Gasoline prices in Canada closely followed oil prices, but the increase was more pronounced than that of crude. While oil exhibited a maximum increase of about 15%, the Canadian average gasoline price went up by as much as 21%. This was due to a combination of factors, including the approaching summer driving season as well as declining inventory levels. As a result, the average Canadian price for gasoline for the three-month period increased by 8.1 cents per litre or 9.4% as compared to the previous Fuel Report (February 2019, for publication on April 1st, 2019). In a year-to-year perspective, however, the average gasoline price was still 3.5% lower than in the spring of 2018.

Global Crude Oil Demand

The broad-based slowdown of the global economy continued over the past several months.  As a result, most growth rate estimates and projections have been adjusted downward as compared to the previous reports. According to the Update of the World Economic Outlook (WEO) published by the International Monetary Fund (IMF) in April 2019, the global economy grew by 3.6% in 2018. The growth is expected to slow down to 3.3% in 2019 before returning to 3.6% in 2020. This moderation has been expected due to the cyclical nature of economies. Nevertheless, certain factors such as the escalating global trade tensions and weak economic results of the Euro Area have led to a quicker slowdown than previously anticipated.

The growth rate in advanced economies is projected to slow down from an estimated 2.2% in 2018 to 1.7% in 2020 led by revisions in the Euro Area. While the manufacturing sector experienced a broad-based contraction and consumer confidence deteriorated in 2018, country-specific factors also played a significant role. For example, in Germany, softer private consumption and a weak industrial production following the introduction of the revised auto emission standards have led to a low growth rate of 0.8% this year. At the same time, Italy's economic expansion has been slowing down significantly due to weak domestic demand and elevated borrowing costs. The latest projections indicate that the Italian economy will be approaching a near standstill growth rate of 0.1% in 2019, a significant reduction from the 0.6% projected in the previous IMF report issued three months earlier.

As opposed to most of the other advanced economies, the U.S. exhibited a robust growth of 2.9% in 2018 with a tight labor market and a strong consumption growth. Although wages are rising and the unemployment rate is the lowest in fifty years, the markets are currently adjusting to the past increases in interest rates. In addition, the 2018 fiscal stimuli, including tax changes, are tapering off while trade tensions persist. These are the main factors that are expected to moderate the U.S. economic expansion to 2.3% for 2019 and 1.9% in 2020.

In Canada, some weakening of the economy was observed during the fourth quarter of last year and the first quarter of this year. As a result, the Bank of Canada has reduced growth projections for both 2018 and 2019. The economy is estimated to have grown by 1.8% in 2018, while the rate for 2019 has seen a large downward adjustment of 0.5%, and is now projected at 1.2%. Nonetheless, as the changes to housing policies and the 2017–2018 increases in borrowing rates dissipate, the economy is expected to return to 2.1% in 2020. Investments and exports have been slower than previously anticipated due to two main factors. Firstly, the United States-Mexico-Canada Agreement (USMCA) that was signed on the 30th of November 2018 but still awaits ratification by all three countries. Secondly, firms have likely been delaying investment spending in anticipation of the new Accelerated Investment Incentive announced by the Federal Government in November 2018 that would allow expensing a larger share of the cost of capital assets in the year they were acquired.

*-*-*

▶ **WRITTEN INSTRUCTION A**: Revise the records so that each "integer pixels" becomes "whole-number pixels", with everything else left unchanged. Omit the pictures from your answer.
The passage on gasoline prices and the global economy has no connection to the records.

▶ **STORED DATA**:
*-*-*

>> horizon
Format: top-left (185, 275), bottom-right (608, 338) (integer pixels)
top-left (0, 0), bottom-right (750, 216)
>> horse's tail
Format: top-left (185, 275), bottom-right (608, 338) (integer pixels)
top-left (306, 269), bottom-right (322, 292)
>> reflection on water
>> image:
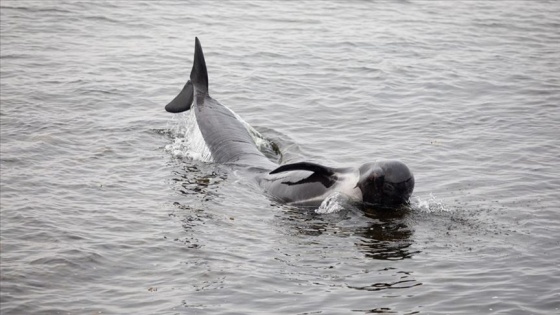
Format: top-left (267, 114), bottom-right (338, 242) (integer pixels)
top-left (282, 208), bottom-right (419, 260)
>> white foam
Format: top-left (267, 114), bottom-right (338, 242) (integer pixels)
top-left (315, 192), bottom-right (347, 214)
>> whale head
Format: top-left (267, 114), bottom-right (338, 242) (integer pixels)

*-*-*

▶ **WRITTEN INSTRUCTION B**: Print the part of the passage on gasoline prices and the global economy starting at "Gasoline prices in" and ending at "spring of 2018.".

▶ **COMPLETE OUTPUT A**:
>> horizon
Format: top-left (185, 275), bottom-right (608, 338) (whole-number pixels)
top-left (0, 0), bottom-right (750, 216)
>> horse's tail
Format: top-left (185, 275), bottom-right (608, 338) (whole-number pixels)
top-left (306, 269), bottom-right (322, 292)
>> reflection on water
>> image:
Format: top-left (267, 114), bottom-right (338, 242) (whole-number pixels)
top-left (282, 208), bottom-right (419, 260)
>> white foam
Format: top-left (267, 114), bottom-right (338, 242) (whole-number pixels)
top-left (315, 192), bottom-right (347, 214)
>> whale head
Format: top-left (267, 114), bottom-right (338, 242) (whole-number pixels)

▶ **COMPLETE OUTPUT B**:
Gasoline prices in Canada closely followed oil prices, but the increase was more pronounced than that of crude. While oil exhibited a maximum increase of about 15%, the Canadian average gasoline price went up by as much as 21%. This was due to a combination of factors, including the approaching summer driving season as well as declining inventory levels. As a result, the average Canadian price for gasoline for the three-month period increased by 8.1 cents per litre or 9.4% as compared to the previous Fuel Report (February 2019, for publication on April 1st, 2019). In a year-to-year perspective, however, the average gasoline price was still 3.5% lower than in the spring of 2018.